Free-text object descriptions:
----
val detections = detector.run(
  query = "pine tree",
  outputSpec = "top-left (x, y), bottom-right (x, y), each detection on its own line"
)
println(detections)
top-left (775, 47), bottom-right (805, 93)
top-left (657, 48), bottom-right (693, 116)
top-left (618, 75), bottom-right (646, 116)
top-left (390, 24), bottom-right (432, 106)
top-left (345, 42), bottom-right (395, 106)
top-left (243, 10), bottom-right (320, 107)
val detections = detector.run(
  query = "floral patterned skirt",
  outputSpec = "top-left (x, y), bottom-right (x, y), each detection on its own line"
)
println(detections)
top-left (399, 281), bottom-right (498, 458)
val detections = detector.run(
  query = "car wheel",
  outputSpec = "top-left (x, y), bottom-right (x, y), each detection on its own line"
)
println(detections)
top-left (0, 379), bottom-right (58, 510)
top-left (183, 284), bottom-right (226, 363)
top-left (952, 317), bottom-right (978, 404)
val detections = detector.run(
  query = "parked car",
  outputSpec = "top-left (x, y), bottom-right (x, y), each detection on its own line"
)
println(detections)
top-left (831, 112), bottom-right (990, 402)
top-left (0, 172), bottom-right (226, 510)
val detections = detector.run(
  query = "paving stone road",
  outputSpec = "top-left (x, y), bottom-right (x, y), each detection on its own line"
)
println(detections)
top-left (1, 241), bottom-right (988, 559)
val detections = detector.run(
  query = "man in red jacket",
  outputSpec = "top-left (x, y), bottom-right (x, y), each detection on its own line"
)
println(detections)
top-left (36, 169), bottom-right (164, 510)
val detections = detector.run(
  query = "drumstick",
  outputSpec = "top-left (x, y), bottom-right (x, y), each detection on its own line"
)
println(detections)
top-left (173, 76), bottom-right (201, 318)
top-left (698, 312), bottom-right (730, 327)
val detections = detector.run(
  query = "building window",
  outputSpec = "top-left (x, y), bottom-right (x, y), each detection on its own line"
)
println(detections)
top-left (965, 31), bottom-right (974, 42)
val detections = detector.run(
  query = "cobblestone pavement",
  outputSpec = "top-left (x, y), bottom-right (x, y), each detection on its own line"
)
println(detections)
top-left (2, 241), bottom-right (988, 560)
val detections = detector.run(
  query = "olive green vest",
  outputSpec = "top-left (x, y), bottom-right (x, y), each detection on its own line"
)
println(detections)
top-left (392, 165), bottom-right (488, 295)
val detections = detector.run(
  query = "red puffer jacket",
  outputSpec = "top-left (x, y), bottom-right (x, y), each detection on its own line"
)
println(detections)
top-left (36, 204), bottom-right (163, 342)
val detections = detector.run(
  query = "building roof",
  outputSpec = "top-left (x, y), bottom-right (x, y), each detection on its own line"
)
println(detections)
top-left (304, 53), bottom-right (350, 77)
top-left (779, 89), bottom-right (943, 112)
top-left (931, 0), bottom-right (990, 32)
----
__Task description__. For each line above that includes "jacket", make a copy.

__Answer section__.
  query = "man in red jacket",
  query = "red puffer jacket",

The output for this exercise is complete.